EXERCISE AIM:
Look at every line below and count those containing "plate". Answer with the number only.

-- INPUT follows --

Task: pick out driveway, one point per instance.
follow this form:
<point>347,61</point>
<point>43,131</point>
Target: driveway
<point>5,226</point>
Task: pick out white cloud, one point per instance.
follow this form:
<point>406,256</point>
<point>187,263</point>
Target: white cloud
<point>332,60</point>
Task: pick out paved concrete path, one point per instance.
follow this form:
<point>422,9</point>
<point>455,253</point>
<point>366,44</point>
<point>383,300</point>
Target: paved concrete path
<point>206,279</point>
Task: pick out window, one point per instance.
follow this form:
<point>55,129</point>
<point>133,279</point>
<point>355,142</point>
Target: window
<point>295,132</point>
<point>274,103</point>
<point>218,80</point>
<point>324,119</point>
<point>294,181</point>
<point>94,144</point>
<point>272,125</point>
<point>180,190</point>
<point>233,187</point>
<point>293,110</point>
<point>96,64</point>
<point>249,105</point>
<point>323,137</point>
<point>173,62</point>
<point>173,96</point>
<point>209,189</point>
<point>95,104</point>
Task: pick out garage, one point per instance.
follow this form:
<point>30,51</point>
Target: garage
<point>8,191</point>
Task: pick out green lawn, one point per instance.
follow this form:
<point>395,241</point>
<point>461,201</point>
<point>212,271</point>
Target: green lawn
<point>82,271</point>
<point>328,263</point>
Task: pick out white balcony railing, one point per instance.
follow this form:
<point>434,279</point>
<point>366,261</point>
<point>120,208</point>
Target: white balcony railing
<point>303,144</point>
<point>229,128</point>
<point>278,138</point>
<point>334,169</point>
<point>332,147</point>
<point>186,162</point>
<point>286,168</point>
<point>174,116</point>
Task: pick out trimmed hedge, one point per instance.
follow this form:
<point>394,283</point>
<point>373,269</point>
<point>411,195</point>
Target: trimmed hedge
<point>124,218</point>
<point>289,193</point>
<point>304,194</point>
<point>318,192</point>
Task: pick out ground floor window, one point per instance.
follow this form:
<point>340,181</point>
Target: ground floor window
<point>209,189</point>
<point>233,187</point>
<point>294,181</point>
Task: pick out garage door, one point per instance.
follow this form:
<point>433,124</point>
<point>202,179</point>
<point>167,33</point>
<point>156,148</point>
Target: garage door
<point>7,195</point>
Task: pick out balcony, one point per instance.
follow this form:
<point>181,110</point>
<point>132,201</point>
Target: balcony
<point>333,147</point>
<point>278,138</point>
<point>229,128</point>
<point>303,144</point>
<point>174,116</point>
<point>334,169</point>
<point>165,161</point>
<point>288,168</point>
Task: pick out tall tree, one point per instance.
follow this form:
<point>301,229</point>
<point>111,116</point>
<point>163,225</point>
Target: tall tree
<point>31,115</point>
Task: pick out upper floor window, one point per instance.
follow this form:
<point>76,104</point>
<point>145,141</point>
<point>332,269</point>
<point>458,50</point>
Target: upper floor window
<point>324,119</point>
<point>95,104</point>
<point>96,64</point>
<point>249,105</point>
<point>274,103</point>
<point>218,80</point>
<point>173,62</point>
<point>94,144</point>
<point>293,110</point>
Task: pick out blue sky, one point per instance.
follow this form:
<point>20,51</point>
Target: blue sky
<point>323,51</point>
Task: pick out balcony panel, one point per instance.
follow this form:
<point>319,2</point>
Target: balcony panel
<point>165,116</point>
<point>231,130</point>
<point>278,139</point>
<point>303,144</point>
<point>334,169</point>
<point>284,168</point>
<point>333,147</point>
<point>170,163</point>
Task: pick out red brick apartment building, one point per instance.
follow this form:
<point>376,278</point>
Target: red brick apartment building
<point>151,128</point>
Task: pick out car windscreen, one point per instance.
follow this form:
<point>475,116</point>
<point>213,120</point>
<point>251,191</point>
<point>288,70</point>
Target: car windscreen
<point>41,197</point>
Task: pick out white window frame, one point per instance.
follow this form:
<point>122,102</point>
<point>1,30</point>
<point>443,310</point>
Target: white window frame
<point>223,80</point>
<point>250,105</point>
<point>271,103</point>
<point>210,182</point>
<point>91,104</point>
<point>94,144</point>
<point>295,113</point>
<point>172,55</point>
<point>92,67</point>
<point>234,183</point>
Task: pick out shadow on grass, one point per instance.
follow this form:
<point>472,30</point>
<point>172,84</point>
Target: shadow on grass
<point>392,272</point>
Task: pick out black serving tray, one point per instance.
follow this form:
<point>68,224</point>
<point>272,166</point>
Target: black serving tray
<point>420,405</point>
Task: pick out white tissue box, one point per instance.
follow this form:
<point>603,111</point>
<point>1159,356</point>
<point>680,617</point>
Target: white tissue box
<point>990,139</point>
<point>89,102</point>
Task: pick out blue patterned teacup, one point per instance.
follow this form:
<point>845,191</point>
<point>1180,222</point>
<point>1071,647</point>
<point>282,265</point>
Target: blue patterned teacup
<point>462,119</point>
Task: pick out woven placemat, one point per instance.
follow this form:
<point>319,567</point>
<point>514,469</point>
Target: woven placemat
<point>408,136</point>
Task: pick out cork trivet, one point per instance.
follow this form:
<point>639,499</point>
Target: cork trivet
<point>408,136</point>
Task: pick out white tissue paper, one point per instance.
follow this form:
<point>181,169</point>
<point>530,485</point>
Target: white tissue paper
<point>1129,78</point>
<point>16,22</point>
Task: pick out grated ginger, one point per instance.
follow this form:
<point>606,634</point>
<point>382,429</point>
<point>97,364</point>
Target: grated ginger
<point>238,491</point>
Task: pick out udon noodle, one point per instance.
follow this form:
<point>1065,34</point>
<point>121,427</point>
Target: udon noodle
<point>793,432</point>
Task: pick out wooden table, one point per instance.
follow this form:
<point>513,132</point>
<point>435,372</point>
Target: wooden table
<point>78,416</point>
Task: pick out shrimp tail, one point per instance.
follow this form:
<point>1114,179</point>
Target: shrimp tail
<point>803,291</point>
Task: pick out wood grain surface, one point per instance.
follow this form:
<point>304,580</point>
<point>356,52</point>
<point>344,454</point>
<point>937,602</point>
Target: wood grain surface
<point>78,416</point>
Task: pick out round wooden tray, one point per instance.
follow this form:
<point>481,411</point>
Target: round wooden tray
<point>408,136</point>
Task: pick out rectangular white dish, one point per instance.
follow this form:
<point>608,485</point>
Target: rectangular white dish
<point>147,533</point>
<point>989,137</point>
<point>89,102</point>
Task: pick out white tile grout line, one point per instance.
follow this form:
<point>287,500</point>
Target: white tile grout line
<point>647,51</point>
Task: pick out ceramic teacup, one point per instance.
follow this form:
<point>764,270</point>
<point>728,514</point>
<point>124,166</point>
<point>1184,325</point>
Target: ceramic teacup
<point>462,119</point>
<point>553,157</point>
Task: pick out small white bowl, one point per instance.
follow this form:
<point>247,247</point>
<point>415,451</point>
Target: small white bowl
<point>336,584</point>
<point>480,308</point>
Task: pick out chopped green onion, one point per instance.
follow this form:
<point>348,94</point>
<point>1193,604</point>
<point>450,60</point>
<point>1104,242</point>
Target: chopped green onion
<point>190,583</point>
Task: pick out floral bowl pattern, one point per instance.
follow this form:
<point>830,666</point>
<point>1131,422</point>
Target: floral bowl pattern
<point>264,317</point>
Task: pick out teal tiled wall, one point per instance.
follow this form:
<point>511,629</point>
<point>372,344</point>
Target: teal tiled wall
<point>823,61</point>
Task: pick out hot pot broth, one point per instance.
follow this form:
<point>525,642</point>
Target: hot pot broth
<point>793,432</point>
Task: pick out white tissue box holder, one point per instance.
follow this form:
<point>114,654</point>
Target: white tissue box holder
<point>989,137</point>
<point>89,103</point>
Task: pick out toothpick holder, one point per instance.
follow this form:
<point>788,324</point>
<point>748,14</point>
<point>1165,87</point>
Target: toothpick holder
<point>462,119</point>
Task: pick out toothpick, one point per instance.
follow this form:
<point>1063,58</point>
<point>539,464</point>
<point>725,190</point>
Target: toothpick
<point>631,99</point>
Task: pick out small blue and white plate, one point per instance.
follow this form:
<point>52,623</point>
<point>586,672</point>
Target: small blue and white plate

-- INPUT concluded --

RESPONSE BOX:
2